───── Records supplied

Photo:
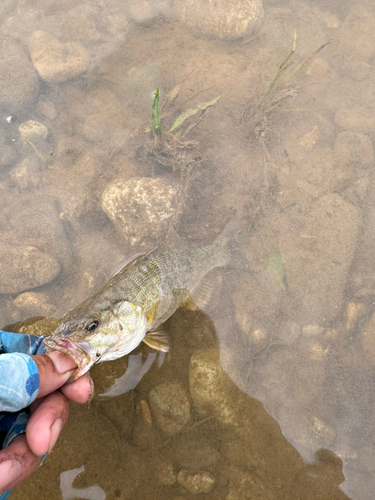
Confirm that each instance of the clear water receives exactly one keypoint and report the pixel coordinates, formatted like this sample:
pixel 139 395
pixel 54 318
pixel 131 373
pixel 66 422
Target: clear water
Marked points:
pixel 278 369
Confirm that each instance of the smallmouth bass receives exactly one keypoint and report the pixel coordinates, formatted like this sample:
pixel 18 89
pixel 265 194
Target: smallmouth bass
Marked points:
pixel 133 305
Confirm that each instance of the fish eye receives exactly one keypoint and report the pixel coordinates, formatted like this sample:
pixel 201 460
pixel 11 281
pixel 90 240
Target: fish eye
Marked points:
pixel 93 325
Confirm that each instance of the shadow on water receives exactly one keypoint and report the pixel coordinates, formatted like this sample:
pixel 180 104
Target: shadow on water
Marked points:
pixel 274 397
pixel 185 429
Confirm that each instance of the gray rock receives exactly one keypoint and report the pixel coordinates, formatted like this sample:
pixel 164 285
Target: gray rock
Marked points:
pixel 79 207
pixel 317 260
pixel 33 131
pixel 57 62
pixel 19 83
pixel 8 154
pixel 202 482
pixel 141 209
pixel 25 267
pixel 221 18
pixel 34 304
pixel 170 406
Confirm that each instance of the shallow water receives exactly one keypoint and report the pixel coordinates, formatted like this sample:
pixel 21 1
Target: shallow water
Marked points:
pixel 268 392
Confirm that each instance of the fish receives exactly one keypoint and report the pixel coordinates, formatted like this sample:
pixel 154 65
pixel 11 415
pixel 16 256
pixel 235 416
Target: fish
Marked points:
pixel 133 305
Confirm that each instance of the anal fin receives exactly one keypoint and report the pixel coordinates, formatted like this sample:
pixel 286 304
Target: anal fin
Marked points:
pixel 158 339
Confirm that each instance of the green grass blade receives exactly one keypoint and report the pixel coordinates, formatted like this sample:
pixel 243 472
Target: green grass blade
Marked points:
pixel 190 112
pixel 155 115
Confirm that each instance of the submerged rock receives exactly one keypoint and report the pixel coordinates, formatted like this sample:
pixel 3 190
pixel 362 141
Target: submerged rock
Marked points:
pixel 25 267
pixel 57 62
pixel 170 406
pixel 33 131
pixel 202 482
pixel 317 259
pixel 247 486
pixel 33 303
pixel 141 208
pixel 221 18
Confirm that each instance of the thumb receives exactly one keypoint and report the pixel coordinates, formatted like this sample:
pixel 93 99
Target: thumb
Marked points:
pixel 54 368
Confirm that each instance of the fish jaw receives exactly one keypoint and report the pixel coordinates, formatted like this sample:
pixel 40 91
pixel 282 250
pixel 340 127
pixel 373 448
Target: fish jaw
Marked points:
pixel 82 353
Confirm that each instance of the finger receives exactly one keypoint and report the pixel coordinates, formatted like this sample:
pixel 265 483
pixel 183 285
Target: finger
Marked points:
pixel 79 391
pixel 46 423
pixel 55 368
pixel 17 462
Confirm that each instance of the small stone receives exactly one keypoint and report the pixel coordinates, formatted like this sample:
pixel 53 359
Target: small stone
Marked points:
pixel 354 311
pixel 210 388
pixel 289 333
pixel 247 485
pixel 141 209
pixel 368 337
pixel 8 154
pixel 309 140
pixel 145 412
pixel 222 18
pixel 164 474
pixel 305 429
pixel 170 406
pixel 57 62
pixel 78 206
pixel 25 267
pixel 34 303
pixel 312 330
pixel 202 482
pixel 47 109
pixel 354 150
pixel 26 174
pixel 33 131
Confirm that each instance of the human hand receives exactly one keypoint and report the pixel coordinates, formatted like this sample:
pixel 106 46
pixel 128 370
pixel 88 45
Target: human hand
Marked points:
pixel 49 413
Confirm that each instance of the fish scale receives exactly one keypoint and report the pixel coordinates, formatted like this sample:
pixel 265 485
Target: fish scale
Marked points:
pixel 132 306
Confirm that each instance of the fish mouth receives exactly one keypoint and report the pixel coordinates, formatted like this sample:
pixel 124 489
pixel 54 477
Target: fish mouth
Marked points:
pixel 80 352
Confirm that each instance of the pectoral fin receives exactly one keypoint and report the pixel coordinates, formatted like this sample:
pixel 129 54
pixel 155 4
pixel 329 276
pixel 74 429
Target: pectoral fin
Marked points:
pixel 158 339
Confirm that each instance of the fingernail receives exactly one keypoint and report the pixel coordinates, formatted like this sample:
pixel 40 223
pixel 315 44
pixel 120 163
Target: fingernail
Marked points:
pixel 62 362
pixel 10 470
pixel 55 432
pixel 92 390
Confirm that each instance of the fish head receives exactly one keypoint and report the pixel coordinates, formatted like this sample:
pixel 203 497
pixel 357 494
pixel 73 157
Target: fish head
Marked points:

──────────

* [Exercise]: Reproduce all of the items above word for word, leaving out the pictures.

* [Complete output]:
Photo:
Confirm that each instance of the clear water receives exactly one keypoint and report the pixel coordinates, formatted like this sample:
pixel 139 395
pixel 54 318
pixel 131 373
pixel 66 422
Target: clear water
Marked points:
pixel 278 369
Confirm that each instance of the smallmouth bass receives exactly one keypoint and report the pixel coordinates, formatted like this sample:
pixel 18 89
pixel 265 194
Target: smallmouth bass
Marked points:
pixel 133 305
Confirm that each instance of the fish eye receives exactly one keypoint and report the pixel coordinates, formatted like this sample:
pixel 201 460
pixel 11 281
pixel 90 240
Target: fish eye
Marked points:
pixel 93 325
Confirm that each instance of the shadow on water receives exactly one keypoint and report the pixel coordinates, formatted like this sample:
pixel 180 104
Target: shadow on water
Marked points:
pixel 274 397
pixel 185 429
Confirm that each instance of the gray rock receives exactly one keypoint and report the pixel coordinates, formatted like this sample:
pixel 164 285
Target: gray rock
Marked points:
pixel 79 207
pixel 317 260
pixel 33 131
pixel 57 62
pixel 19 83
pixel 8 154
pixel 202 482
pixel 141 209
pixel 25 267
pixel 221 18
pixel 34 304
pixel 170 406
Confirm that each instance of the shallow water receives exactly one keypoint and report the pixel coordinates, formatted like this sample:
pixel 21 1
Target: shallow water
Marked points:
pixel 268 392
Confirm that each instance of the fish receives exactly one keypoint and report the pixel coordinates, formatted like this sample:
pixel 154 65
pixel 11 415
pixel 16 256
pixel 235 416
Target: fish
Marked points:
pixel 133 305
Confirm that each instance of the anal fin receives exactly one keypoint and report the pixel coordinates, formatted like this sample:
pixel 286 304
Target: anal fin
Marked points:
pixel 158 339
Confirm that each instance of the green grass blade receives exactly one keypoint and report the pixel coordinates, formatted like this sample:
pixel 243 472
Target: green grass blade
Marked points:
pixel 190 112
pixel 155 115
Confirm that each instance of the submerged rock receives exactly one keypoint and report the pixel coordinates, formatted like this sample:
pixel 3 190
pixel 362 141
Target: submerged rock
Marked points:
pixel 25 267
pixel 57 62
pixel 170 406
pixel 33 131
pixel 202 482
pixel 317 259
pixel 247 486
pixel 33 303
pixel 141 208
pixel 221 18
Confirm that each instance of the thumb receives exactly one keypoint and report the pixel coordinates, formatted like this sample:
pixel 93 99
Target: thumb
Marked points:
pixel 54 368
Confirm that each instance of the fish jaw receives exactly one keypoint and report the pixel coordinates, formatted like this sample:
pixel 40 91
pixel 282 250
pixel 340 127
pixel 373 448
Target: fish jaw
Marked points:
pixel 82 353
Confirm that each instance of the finger receives exactly one keypoint and report the pixel coordinates, formatted like this sample:
pixel 265 483
pixel 183 285
Target: finger
Marked points:
pixel 79 391
pixel 46 423
pixel 55 368
pixel 17 462
Confirm that each instance of the small stone receives exactly one keypoint and report the pixel coordinates, formatted like this sample:
pixel 53 359
Target: small stone
Marked points:
pixel 354 311
pixel 210 388
pixel 289 333
pixel 247 485
pixel 141 209
pixel 368 337
pixel 8 154
pixel 309 140
pixel 145 412
pixel 222 18
pixel 164 474
pixel 305 429
pixel 170 406
pixel 57 62
pixel 78 206
pixel 25 267
pixel 34 303
pixel 312 330
pixel 202 482
pixel 47 109
pixel 354 150
pixel 26 174
pixel 33 131
Confirm that each instance of the human hand receives exactly one keypoint and report the pixel coordinates, formatted like this sample:
pixel 106 46
pixel 128 370
pixel 88 45
Target: human hand
Marked points:
pixel 49 413
Confirm that each instance of the fish scale receives exactly one keypoint and report the pixel coordinates, formatted like this sample:
pixel 265 485
Target: fish scale
Marked points:
pixel 132 306
Confirm that each instance of the fish mouth receives exactly one keypoint and report the pixel coordinates, formatted like this sample:
pixel 124 489
pixel 54 477
Target: fish mouth
Marked points:
pixel 80 352
Confirm that each instance of the pectoral fin receives exactly one keypoint and report the pixel coordinates, formatted like this sample:
pixel 129 54
pixel 155 4
pixel 329 276
pixel 74 429
Target: pectoral fin
Marked points:
pixel 158 339
Confirm that each instance of the fingernail receives exactly one keypoint and report the pixel coordinates, formatted like this sample:
pixel 40 223
pixel 315 44
pixel 120 163
Target: fingernail
Marked points:
pixel 62 362
pixel 10 470
pixel 55 432
pixel 92 390
Confirm that each instance of the fish head receives exactly one keypoint and report the pixel coordinates, formatted like this sample:
pixel 203 497
pixel 357 494
pixel 73 157
Target: fish head
Marked points:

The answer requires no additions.